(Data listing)
################

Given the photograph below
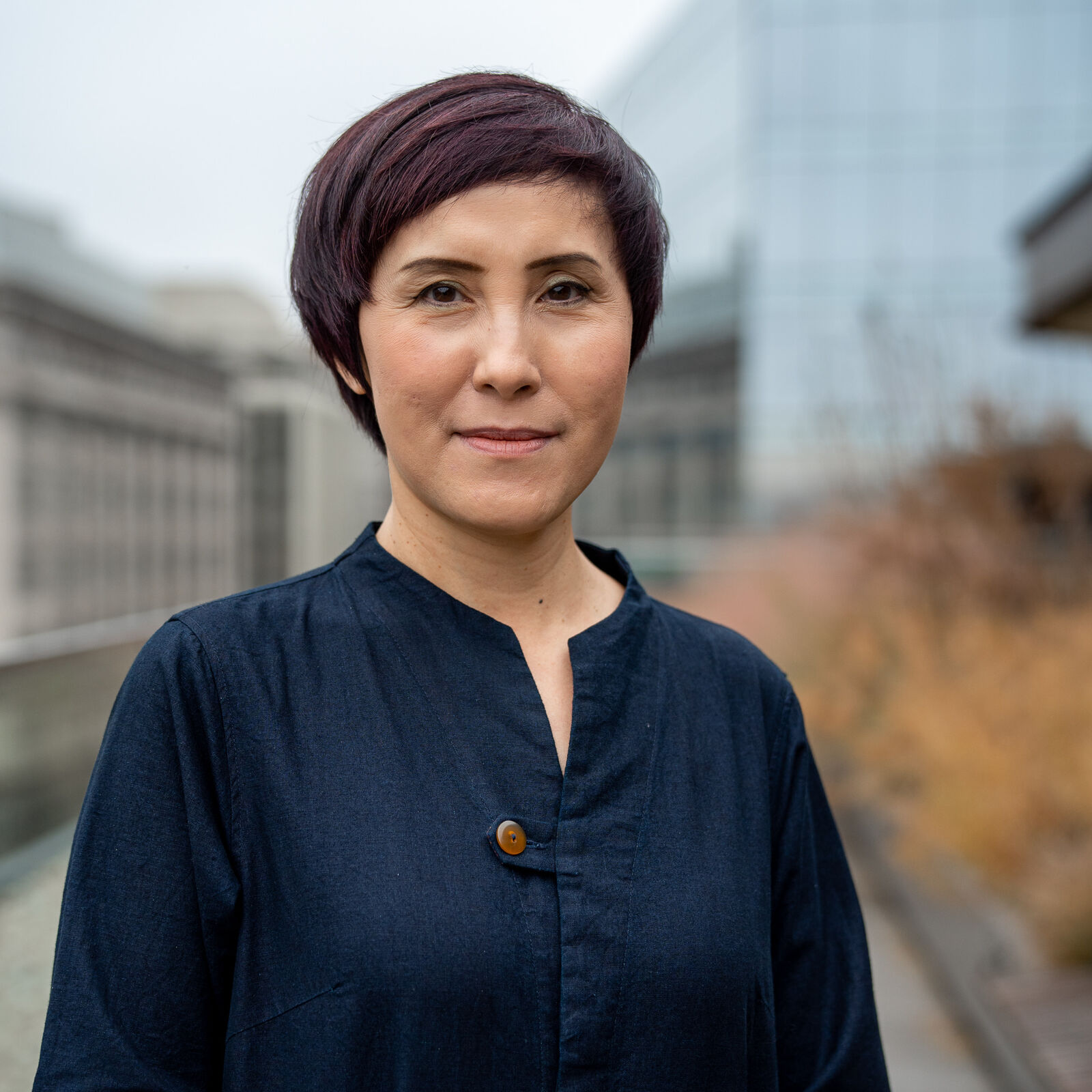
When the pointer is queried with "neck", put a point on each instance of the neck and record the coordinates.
(538, 580)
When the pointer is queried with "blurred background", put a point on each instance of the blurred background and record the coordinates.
(861, 434)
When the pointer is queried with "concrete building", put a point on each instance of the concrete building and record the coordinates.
(118, 467)
(309, 478)
(1057, 251)
(671, 484)
(862, 163)
(158, 446)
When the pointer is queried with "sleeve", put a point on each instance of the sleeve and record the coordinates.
(145, 948)
(828, 1035)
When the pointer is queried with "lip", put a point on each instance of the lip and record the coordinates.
(506, 442)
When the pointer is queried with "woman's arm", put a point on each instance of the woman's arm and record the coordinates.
(828, 1037)
(145, 955)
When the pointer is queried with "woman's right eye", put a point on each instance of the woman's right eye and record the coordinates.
(442, 293)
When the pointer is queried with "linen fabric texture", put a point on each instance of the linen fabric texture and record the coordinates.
(285, 874)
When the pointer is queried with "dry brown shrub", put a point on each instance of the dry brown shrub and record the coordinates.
(942, 647)
(956, 673)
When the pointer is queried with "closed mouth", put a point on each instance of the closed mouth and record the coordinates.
(507, 442)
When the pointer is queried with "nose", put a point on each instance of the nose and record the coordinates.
(506, 360)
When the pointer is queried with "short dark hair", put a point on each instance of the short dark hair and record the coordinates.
(437, 141)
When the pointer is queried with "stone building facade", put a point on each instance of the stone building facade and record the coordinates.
(160, 445)
(118, 469)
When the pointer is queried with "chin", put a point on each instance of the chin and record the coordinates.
(508, 513)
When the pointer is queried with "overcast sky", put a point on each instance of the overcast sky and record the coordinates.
(173, 138)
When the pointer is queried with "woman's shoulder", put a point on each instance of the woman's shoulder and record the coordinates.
(711, 648)
(263, 611)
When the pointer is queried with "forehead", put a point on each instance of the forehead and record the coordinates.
(522, 220)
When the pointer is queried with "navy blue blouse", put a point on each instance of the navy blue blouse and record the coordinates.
(285, 874)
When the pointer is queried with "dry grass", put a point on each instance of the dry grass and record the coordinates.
(943, 648)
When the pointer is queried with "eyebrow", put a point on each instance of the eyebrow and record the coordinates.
(440, 265)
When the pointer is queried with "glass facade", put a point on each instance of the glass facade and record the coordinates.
(867, 163)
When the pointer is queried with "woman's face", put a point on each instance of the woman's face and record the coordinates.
(497, 349)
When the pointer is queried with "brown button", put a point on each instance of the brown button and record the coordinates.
(511, 838)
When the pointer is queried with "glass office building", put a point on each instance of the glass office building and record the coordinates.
(861, 167)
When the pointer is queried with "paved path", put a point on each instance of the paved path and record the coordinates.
(924, 1052)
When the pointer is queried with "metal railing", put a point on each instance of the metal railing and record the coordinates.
(56, 693)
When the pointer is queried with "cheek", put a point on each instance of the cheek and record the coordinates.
(598, 378)
(413, 377)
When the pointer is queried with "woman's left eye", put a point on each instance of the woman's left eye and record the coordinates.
(565, 292)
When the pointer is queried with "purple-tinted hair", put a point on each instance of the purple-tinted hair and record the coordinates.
(433, 143)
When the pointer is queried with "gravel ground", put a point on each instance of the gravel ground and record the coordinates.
(925, 1054)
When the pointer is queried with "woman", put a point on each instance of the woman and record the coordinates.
(465, 808)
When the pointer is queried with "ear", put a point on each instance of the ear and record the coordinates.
(351, 382)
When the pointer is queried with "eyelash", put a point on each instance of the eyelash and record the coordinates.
(582, 291)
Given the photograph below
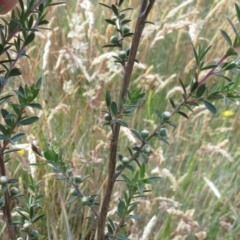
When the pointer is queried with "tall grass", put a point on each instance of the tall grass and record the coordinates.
(198, 194)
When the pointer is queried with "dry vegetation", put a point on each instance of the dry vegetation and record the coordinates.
(198, 195)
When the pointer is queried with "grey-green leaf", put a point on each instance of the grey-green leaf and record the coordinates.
(210, 107)
(29, 120)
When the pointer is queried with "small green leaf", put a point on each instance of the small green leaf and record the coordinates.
(209, 67)
(231, 52)
(121, 208)
(35, 219)
(110, 21)
(193, 86)
(210, 107)
(14, 72)
(200, 91)
(183, 87)
(3, 99)
(28, 120)
(136, 134)
(162, 139)
(122, 123)
(114, 108)
(105, 5)
(34, 105)
(120, 3)
(148, 22)
(29, 38)
(18, 137)
(172, 103)
(115, 10)
(50, 155)
(183, 114)
(125, 21)
(226, 37)
(108, 99)
(142, 171)
(237, 11)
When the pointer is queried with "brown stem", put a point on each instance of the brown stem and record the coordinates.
(145, 8)
(6, 208)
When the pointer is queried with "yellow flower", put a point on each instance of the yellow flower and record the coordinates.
(21, 151)
(227, 113)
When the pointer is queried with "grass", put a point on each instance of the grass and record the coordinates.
(196, 167)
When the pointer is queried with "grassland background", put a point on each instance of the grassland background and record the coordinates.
(203, 150)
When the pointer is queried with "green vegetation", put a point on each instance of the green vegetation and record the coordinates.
(197, 195)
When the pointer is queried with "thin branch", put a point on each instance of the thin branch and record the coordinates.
(143, 13)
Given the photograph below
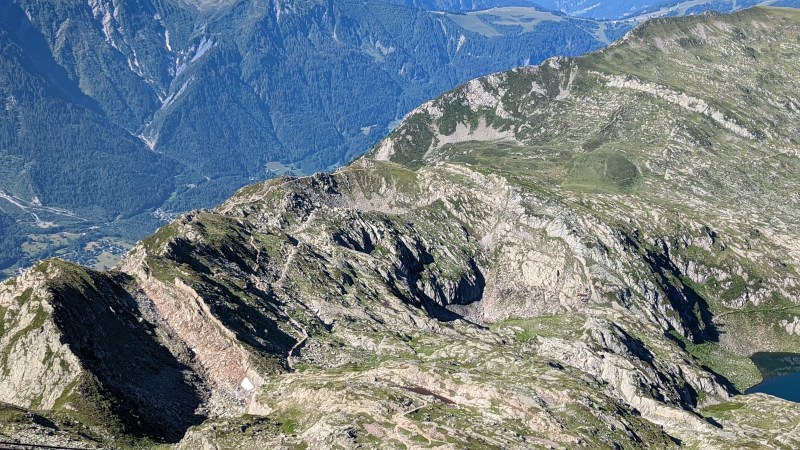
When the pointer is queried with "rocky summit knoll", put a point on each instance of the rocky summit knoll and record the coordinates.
(582, 254)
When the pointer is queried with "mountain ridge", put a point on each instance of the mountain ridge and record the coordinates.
(567, 255)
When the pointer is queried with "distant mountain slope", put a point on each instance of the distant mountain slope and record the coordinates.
(113, 110)
(582, 254)
(642, 9)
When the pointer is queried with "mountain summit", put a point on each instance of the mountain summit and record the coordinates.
(579, 254)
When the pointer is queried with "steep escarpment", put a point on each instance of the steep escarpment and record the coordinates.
(571, 255)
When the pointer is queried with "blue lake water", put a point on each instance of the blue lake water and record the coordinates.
(781, 372)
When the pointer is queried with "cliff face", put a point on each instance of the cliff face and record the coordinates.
(582, 254)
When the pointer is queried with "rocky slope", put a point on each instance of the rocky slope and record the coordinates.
(578, 255)
(111, 111)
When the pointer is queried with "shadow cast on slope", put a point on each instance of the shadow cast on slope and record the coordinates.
(139, 384)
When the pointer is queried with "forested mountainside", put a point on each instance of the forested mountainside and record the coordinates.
(112, 110)
(582, 254)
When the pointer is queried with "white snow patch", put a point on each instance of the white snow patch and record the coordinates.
(166, 40)
(461, 41)
(205, 46)
(386, 51)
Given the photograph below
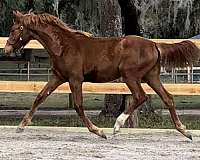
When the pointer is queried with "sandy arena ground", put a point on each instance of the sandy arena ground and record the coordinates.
(52, 143)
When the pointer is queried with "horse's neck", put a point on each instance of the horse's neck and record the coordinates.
(49, 38)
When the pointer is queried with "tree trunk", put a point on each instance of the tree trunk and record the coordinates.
(2, 16)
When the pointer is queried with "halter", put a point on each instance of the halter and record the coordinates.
(19, 39)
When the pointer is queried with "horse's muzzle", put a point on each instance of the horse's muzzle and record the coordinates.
(8, 49)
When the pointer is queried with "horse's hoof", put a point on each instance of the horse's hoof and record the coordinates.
(116, 130)
(188, 135)
(102, 134)
(19, 130)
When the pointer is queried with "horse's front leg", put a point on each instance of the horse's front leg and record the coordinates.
(76, 89)
(46, 91)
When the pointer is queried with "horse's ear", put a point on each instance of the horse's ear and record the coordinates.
(57, 49)
(17, 15)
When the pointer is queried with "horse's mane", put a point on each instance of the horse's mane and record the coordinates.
(31, 19)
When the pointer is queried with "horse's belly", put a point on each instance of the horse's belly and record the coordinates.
(101, 76)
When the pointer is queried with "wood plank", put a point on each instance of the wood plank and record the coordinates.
(34, 44)
(97, 88)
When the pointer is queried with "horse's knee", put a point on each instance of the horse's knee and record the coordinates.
(169, 101)
(139, 99)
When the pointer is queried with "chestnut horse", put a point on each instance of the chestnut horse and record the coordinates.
(77, 57)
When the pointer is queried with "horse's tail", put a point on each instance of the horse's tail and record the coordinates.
(182, 54)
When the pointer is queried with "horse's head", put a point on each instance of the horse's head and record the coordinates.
(19, 34)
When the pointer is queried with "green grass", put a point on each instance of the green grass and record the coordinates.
(182, 102)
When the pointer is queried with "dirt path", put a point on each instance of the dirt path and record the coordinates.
(51, 143)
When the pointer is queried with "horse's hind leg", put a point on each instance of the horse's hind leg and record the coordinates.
(139, 97)
(153, 80)
(46, 91)
(76, 88)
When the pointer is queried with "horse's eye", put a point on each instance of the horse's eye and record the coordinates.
(21, 28)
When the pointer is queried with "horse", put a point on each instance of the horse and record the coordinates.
(77, 57)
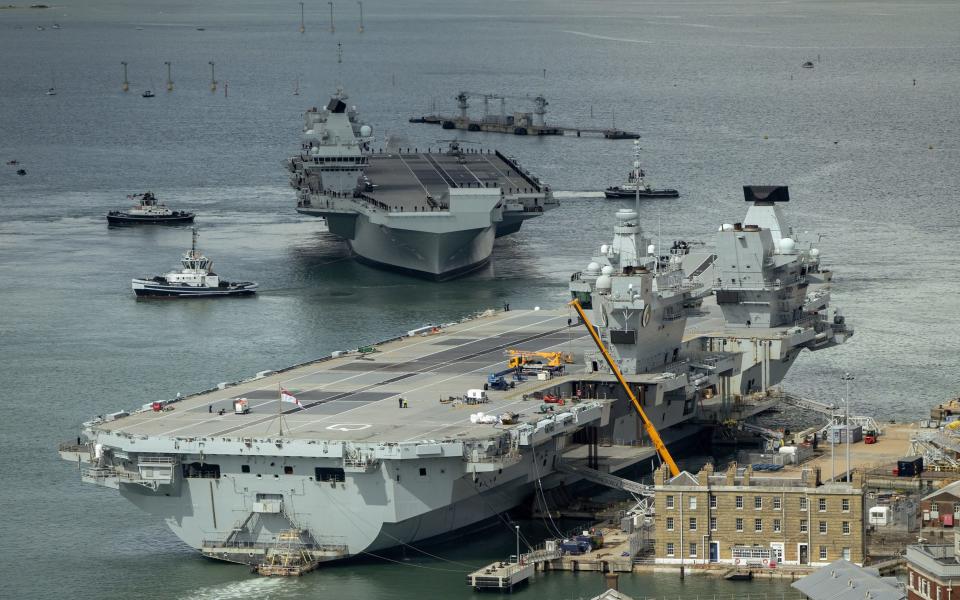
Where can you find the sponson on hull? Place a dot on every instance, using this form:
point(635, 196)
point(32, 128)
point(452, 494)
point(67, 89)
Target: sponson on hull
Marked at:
point(148, 210)
point(195, 280)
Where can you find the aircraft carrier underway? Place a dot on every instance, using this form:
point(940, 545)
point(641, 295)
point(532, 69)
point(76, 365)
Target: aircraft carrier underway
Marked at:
point(429, 213)
point(386, 445)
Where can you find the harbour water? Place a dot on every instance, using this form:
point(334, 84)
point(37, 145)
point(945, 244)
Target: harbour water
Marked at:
point(716, 90)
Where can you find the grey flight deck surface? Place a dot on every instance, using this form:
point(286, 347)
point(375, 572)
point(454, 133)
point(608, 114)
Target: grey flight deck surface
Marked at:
point(355, 397)
point(405, 179)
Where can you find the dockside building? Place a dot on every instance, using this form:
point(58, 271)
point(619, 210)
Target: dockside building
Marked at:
point(742, 517)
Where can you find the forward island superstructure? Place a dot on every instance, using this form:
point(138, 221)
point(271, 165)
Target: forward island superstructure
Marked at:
point(386, 445)
point(431, 213)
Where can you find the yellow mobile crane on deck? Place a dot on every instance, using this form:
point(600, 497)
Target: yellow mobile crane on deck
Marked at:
point(648, 425)
point(520, 358)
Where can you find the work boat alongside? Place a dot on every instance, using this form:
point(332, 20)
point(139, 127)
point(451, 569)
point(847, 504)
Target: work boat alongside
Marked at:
point(430, 213)
point(637, 186)
point(195, 280)
point(148, 210)
point(355, 453)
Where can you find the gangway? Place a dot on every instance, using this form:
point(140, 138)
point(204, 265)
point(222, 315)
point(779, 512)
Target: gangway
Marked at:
point(605, 479)
point(767, 433)
point(808, 404)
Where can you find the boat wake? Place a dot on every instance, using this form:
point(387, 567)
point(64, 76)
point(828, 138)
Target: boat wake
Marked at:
point(239, 590)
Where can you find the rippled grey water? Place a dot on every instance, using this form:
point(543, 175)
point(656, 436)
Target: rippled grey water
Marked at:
point(714, 87)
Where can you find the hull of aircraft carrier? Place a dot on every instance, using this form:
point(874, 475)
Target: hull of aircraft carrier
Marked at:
point(402, 441)
point(431, 213)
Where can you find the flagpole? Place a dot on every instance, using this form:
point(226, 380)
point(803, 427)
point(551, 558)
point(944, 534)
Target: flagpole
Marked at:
point(280, 407)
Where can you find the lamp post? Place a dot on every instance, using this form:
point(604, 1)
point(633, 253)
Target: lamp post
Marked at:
point(847, 378)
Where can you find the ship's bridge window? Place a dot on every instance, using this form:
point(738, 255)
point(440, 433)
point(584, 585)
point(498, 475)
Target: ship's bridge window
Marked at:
point(201, 470)
point(329, 474)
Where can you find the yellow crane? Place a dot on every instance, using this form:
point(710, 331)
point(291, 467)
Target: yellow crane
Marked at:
point(648, 425)
point(519, 358)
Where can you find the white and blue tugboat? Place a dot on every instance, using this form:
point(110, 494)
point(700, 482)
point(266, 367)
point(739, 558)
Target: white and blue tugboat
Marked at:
point(195, 280)
point(148, 210)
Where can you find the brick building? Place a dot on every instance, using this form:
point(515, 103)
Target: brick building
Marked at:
point(933, 571)
point(744, 518)
point(941, 508)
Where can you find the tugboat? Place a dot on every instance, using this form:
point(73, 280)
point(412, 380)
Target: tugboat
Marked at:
point(148, 210)
point(195, 280)
point(636, 182)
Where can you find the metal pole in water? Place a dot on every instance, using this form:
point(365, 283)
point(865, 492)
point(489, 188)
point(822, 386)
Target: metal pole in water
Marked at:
point(518, 544)
point(847, 378)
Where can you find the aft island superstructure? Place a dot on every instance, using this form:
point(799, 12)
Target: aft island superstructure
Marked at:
point(431, 213)
point(399, 442)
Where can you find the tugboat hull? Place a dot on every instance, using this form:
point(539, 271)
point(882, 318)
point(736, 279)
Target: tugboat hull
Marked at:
point(149, 288)
point(627, 194)
point(118, 218)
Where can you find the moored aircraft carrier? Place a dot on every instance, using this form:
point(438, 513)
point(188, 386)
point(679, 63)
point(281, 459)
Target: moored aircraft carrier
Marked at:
point(433, 213)
point(419, 436)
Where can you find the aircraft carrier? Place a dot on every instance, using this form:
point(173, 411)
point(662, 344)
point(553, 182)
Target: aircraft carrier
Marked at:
point(433, 213)
point(400, 442)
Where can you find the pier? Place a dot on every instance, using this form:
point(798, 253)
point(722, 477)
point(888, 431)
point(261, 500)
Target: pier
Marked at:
point(518, 123)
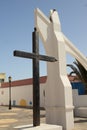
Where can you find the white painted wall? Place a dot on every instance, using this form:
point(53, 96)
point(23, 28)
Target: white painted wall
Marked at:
point(20, 92)
point(79, 100)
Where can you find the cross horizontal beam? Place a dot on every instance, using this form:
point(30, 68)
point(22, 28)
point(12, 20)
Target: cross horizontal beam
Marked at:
point(33, 56)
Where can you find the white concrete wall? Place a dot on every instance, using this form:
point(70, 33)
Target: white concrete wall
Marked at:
point(19, 93)
point(79, 100)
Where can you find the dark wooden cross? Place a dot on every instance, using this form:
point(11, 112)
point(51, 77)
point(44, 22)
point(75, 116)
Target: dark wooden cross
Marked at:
point(36, 89)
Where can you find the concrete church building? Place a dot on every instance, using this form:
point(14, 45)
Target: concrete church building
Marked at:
point(21, 92)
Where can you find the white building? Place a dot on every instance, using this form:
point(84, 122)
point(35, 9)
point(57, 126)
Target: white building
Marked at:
point(21, 92)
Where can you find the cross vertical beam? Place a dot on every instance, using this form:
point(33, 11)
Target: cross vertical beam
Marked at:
point(36, 88)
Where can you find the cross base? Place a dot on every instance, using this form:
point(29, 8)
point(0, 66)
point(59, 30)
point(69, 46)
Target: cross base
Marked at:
point(41, 127)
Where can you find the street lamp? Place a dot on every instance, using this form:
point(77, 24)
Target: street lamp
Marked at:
point(9, 78)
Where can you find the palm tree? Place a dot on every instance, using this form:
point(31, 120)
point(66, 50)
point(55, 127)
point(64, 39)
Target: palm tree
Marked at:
point(80, 71)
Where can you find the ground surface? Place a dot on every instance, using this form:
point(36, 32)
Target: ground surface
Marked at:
point(22, 116)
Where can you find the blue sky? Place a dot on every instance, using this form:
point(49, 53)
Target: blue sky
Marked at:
point(17, 23)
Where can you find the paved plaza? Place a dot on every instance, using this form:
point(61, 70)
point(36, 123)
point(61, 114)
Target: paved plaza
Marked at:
point(22, 116)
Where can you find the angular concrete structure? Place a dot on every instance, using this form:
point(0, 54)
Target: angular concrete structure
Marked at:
point(59, 104)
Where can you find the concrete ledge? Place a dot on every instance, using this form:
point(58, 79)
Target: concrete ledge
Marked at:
point(81, 111)
point(41, 127)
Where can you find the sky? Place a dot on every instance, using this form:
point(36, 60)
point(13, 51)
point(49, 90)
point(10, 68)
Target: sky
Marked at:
point(17, 25)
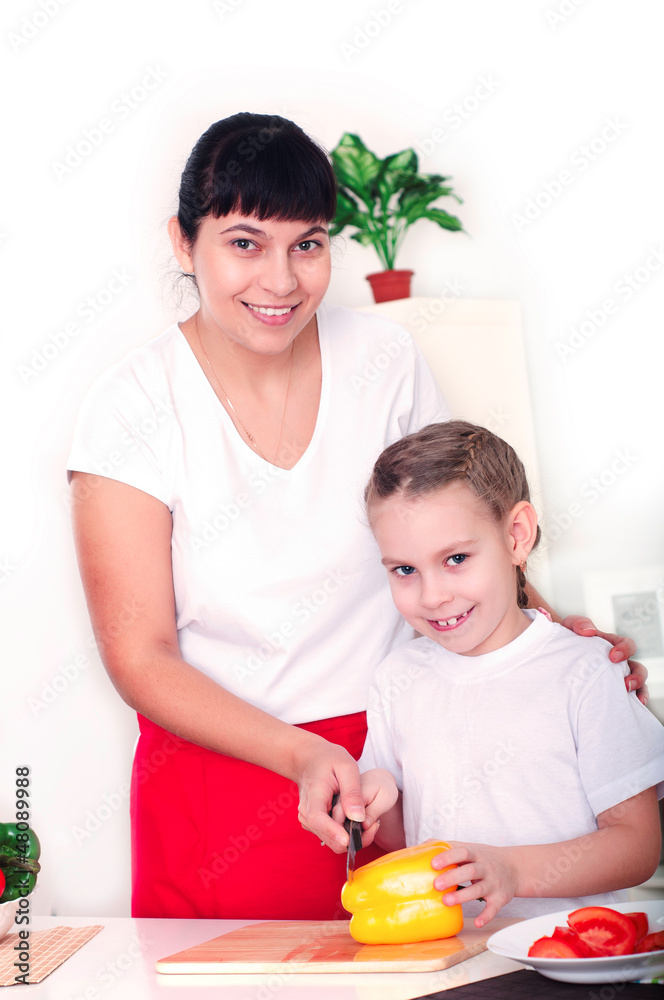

################

▶ **Task requirements**
Please rewrite the records from the line with "Where can you find the dark" through the line with "point(36, 89)", request lines included and nothing outside that range, increasing every coordinate in the answers by 132.

▶ **Result of the task**
Where can you find the dark wooden cross? Place a dot on every instance, using this form:
point(11, 112)
point(51, 77)
point(44, 22)
point(75, 116)
Target: dark wooden cross
Marked at:
point(168, 221)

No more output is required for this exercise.